##### Stored data #####
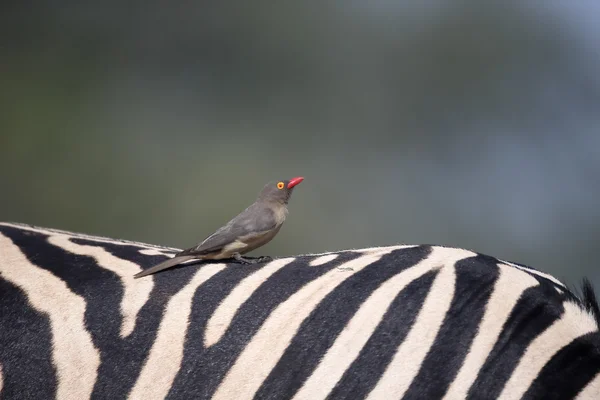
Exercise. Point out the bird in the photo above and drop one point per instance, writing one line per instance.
(252, 228)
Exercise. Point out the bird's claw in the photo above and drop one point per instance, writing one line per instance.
(251, 260)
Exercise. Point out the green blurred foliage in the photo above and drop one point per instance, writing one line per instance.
(458, 123)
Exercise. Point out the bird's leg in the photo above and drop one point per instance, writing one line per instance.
(250, 260)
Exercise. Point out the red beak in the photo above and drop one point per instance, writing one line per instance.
(294, 181)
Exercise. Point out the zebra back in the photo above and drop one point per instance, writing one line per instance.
(379, 323)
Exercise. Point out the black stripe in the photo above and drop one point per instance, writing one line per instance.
(475, 278)
(568, 371)
(536, 310)
(121, 359)
(319, 331)
(25, 347)
(209, 366)
(364, 373)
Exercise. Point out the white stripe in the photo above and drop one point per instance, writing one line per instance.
(508, 289)
(164, 360)
(266, 347)
(323, 260)
(355, 335)
(574, 323)
(534, 272)
(223, 315)
(73, 352)
(410, 354)
(591, 391)
(135, 292)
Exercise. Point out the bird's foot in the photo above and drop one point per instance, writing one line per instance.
(251, 260)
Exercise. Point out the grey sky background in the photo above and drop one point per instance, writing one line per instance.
(458, 123)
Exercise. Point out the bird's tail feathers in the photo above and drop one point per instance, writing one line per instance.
(163, 265)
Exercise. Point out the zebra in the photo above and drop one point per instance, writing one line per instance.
(395, 322)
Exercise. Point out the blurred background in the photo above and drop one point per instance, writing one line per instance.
(463, 123)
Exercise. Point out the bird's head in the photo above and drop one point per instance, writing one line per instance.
(279, 191)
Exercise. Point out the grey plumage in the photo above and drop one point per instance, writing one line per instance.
(255, 226)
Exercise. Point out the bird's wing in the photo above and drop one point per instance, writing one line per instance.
(255, 219)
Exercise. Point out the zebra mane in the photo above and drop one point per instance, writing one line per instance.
(589, 300)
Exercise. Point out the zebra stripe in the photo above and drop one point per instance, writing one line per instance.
(379, 323)
(48, 295)
(506, 291)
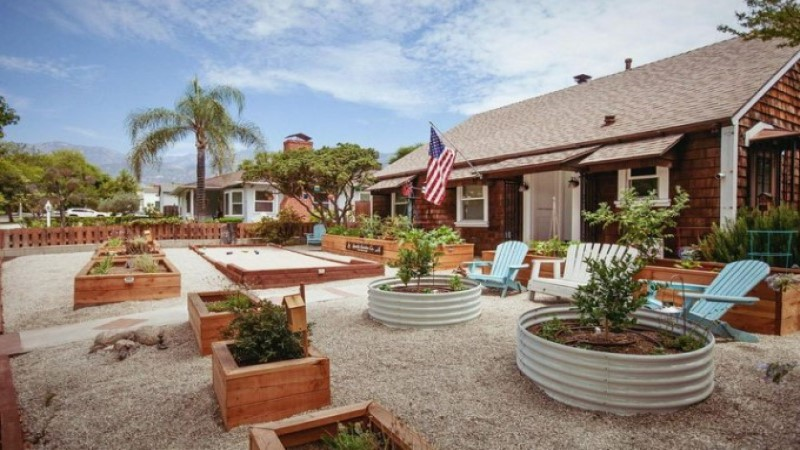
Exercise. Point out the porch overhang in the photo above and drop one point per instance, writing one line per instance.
(652, 150)
(525, 164)
(390, 183)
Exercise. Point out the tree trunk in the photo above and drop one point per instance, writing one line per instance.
(200, 211)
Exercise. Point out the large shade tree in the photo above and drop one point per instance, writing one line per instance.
(329, 177)
(200, 113)
(769, 19)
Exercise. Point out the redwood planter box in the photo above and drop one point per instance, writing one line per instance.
(524, 275)
(94, 290)
(272, 391)
(776, 313)
(207, 326)
(384, 251)
(310, 428)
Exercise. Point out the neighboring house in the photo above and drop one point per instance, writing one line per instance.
(168, 197)
(229, 195)
(149, 197)
(722, 121)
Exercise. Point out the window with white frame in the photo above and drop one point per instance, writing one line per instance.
(399, 204)
(234, 205)
(472, 206)
(265, 202)
(644, 180)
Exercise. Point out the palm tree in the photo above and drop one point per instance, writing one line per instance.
(199, 112)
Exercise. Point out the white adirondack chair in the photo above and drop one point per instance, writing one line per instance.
(565, 283)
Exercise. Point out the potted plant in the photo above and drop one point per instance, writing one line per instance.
(118, 279)
(605, 354)
(381, 240)
(416, 297)
(211, 312)
(262, 373)
(364, 426)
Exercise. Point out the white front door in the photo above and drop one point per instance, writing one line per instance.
(545, 189)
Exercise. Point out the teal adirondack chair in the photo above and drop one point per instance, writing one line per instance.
(315, 238)
(508, 260)
(729, 288)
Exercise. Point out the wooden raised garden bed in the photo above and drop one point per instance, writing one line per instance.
(776, 313)
(384, 251)
(310, 428)
(272, 391)
(524, 275)
(122, 285)
(207, 326)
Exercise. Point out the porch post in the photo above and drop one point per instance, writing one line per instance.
(728, 175)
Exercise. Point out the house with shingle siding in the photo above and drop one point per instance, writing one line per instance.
(722, 122)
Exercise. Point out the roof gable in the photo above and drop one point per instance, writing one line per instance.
(704, 85)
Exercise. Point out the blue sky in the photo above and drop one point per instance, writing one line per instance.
(369, 72)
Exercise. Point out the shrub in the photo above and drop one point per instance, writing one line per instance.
(145, 263)
(642, 225)
(611, 294)
(236, 302)
(103, 266)
(730, 243)
(261, 336)
(280, 230)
#####
Without the pictures, print all of the records exactly.

Exercise. Point out the bird in the photo above and drop one point per instance, writing one line per instance.
(252, 228)
Exercise. Point out the bird's claw in the photo above and drop one point per instance, writing one line per instance.
(251, 260)
Exercise. Point out the green blurred foliage in the photo above and drop one point per instance, writing one line per instance.
(458, 123)
Exercise. Point out the bird's leg in the photo above and drop one point per instance, writing one line per instance.
(250, 260)
Exercise. Point out the red beak in the photo above and drop one point per instance, writing one line per instance.
(294, 181)
Exercise. Point out the zebra back in the photo above and drop one point per instance, writing one line per instance.
(379, 323)
Exercise. Point out the black stripe in the photo above and drop one point per instance, writing one line per instance.
(475, 278)
(568, 371)
(536, 310)
(121, 359)
(319, 331)
(25, 347)
(209, 366)
(364, 373)
Exercise. Point out the white stripe in the photo above and drop one point per instance, writing one line per instance.
(508, 289)
(164, 360)
(266, 347)
(323, 260)
(355, 335)
(574, 323)
(534, 272)
(223, 315)
(73, 352)
(410, 354)
(591, 391)
(135, 292)
Exercise. Point out the bird's foot in the photo above and drop one point per instance, writing one line per instance.
(251, 260)
Exercise. Point out the grey sky background in the photo above and drop one point per instance, writing one line per instance.
(458, 123)
Exercise. Point out the bird's tail feathers in the photo above and drop one point per instance, writing one line per instance.
(163, 265)
Exercise. Point out the zebra in the photo above and drop one point per instance, writing one line per instance.
(395, 322)
Exercise. Point out the blurred background in the photo above and drop one point per instance, writing one line per instance.
(463, 123)
Exercise. Point out the bird's head in the photo above and drop one point per instance, writing one line per instance.
(279, 191)
Exercise. Point out the grey plumage in the photo above and drop one point per instance, writing one line per instance.
(255, 226)
Exercise. Point out the bird's wing in the photo above and drop one point per instance, writing one line per instance.
(255, 219)
Exercise. Point out the zebra mane in the photo above and drop one point per instance, writing one line per instance.
(589, 300)
Exercise. Point out the zebra stripe in the photo above and drop one point per instance, writing one line per instance.
(379, 323)
(48, 295)
(506, 291)
Exercise. Point out the porch overhang in the photo above and drop one point per instance, writing one line per instance.
(652, 150)
(525, 164)
(390, 183)
Exercise. Point out the tree trunk in the photo above and drop one point per instance, writing one line per instance.
(200, 211)
Exercise. Point out the large shade tree in the photo above and drop one point per instance, writing one line per instance.
(329, 177)
(200, 113)
(769, 19)
Exercise. Point out the redwood planter box in the photo above and drop one point per instance, writing one line per instance.
(524, 275)
(94, 290)
(272, 391)
(776, 313)
(207, 326)
(384, 251)
(310, 428)
Exercise. Point out the neighboring house in the photo above and drop one point per instance, writing one line per instance.
(168, 197)
(229, 195)
(149, 197)
(722, 121)
Exercise. Point out the window with white frame in the photo above and drop one point per instance, writing one line per instance.
(399, 204)
(234, 205)
(472, 206)
(265, 202)
(644, 180)
Exercise. Point out the palm tree in the photo above and drop one point per instance, writing one line per instance.
(199, 112)
Exercise. Point out the white adirondack chair in the photo above and drop one point per instance, writing one line per instance.
(565, 283)
Exercise. Point out the potted plant in the photo above and drop one point per instance, writing one line per instance.
(118, 279)
(605, 354)
(381, 240)
(416, 297)
(211, 312)
(262, 373)
(364, 426)
Exercise. Point out the white front door in the photo above and drop one point per instance, writing one line per instance.
(545, 189)
Exercise. Point out the teal adirondack chair in the photo above and drop one point per instance, writing one line per instance.
(315, 238)
(508, 260)
(729, 288)
Exercise. Point out the wooden raised garden bed in the photo above and drop one point per instance, writing one line per instance.
(776, 313)
(384, 251)
(310, 428)
(272, 391)
(524, 275)
(122, 285)
(207, 326)
Exercise. Point out the porch post in the photo above and drop one point per instance, writing one line per instance.
(728, 175)
Exercise. Point out the house with shingle siding in the photo above and drop one point per instance, writing one line per instance.
(722, 122)
Exercise. Point out the roof gable in the photo above and drop one point per instance, writing one line per instance.
(704, 85)
Exercise. Point out the blue sky in the photo above and drop one point per instance, writing one line per instance.
(369, 72)
Exercise. Point out the shrub in the photo above and drop one point per instance, writing one line per instance.
(145, 263)
(642, 225)
(611, 294)
(236, 302)
(103, 266)
(730, 243)
(261, 336)
(280, 230)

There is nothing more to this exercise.